## BEGIN Data shown
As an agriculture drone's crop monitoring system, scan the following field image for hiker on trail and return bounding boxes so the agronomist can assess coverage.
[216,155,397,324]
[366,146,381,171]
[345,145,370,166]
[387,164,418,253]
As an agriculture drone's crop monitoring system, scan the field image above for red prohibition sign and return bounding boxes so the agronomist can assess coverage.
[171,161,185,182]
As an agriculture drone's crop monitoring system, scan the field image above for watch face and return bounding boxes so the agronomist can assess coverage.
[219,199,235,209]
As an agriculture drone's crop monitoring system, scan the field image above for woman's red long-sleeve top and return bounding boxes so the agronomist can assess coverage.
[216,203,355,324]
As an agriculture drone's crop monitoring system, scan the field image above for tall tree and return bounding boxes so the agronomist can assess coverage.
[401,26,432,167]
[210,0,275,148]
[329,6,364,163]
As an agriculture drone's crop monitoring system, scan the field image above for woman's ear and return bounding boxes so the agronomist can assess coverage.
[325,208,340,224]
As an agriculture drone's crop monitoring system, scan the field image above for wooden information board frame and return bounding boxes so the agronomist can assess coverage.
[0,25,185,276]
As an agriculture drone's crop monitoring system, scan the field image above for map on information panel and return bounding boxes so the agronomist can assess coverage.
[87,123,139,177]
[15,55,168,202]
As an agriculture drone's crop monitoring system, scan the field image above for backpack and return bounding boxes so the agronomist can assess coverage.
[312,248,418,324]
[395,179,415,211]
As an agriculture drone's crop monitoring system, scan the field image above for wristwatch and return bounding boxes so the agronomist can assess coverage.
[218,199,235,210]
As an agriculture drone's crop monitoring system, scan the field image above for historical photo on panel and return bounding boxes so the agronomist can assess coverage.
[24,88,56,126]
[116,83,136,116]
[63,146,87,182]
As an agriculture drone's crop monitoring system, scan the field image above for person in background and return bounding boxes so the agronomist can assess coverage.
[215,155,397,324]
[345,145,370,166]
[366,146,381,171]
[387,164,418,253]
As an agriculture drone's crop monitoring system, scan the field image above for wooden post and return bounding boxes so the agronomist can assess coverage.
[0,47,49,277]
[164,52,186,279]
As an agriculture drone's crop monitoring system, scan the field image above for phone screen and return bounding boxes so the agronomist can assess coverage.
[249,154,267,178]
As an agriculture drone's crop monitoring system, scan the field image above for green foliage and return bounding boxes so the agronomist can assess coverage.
## END Data shown
> Directions
Retype the entire listing above, line for line, with no changes.

> The completed task
As an agriculture drone's crop monitoring system, scan the following field image for hiker on trail and return bounding boxes so the agronomist can assess coverage.
[216,155,397,324]
[366,146,381,171]
[345,145,370,166]
[387,164,418,253]
As an agriculture drone's crop monitoring system, scan the field image above for red prohibition sign and return bounding boxes so the agronomist can assess coverage.
[171,161,185,182]
As an agriculture drone's crop monitoring system, scan the field image above for watch face and return bounding boxes so the agronomist can assess coverage.
[219,199,235,209]
As an agriculture drone's crop monitoring system, scan the field image above for woman's red long-sleeve top and return bounding boxes so the agronomist can assess coverage.
[216,203,355,324]
As an agriculture drone's crop monitoring system, scan the field image above for tall tree and return bounding boxes so the agronomist can assess coverage.
[401,26,432,167]
[210,0,275,148]
[329,6,364,163]
As an agriculture drone's crop monitoring system, scan the field image above for woman's ear and return bounding boxes so the agronomist can assess coverage.
[325,208,340,224]
As an agriculture drone's crop monitoring system, scan the field image above for wooden information board frame and return bounding boxes so the agronomist can assess coverage.
[0,25,185,276]
As an agriculture drone's crop monitoring system, scan the field image above for map on information panel and return bounding boxes so the agronomist can assess coverage.
[87,123,139,177]
[15,55,168,202]
As an agriculture drone's crop monitoring system, scan the field image above for backpack and return bounding boxes so the agronomist can assess coverage.
[312,248,418,324]
[395,179,415,211]
As an agriculture drone's crop monitoring system, scan the field image above for wristwatch and return bounding boxes so the agronomist can assess coverage.
[218,199,235,210]
As an agriculture drone's crop monitoring system, scan the field image above for historical photo on panel and return bounding boxes so the agronomist can assess coverage.
[24,88,56,126]
[116,83,136,116]
[63,146,87,182]
As an agriculture drone's crop monitoring system, scan the field image above for person in background and return bounding boxes so the agronomist can assess coverage.
[215,155,397,324]
[345,145,370,166]
[366,146,381,171]
[387,164,418,253]
As an agriculture drone's crop monitoring system, scan the field image above for wooden post and return bounding boxes so the agronomist can assess coverage.
[0,47,49,277]
[164,52,186,279]
As an agriculture drone's crop monitoring system, scan the field image above for phone screen and return bounding boxes so the agronomist can assess coverage.
[249,154,267,178]
As an agriculture drone's crop monitoring system, scan the field image above for green foliage and return bounding boxes so the agronomist can assess coverage.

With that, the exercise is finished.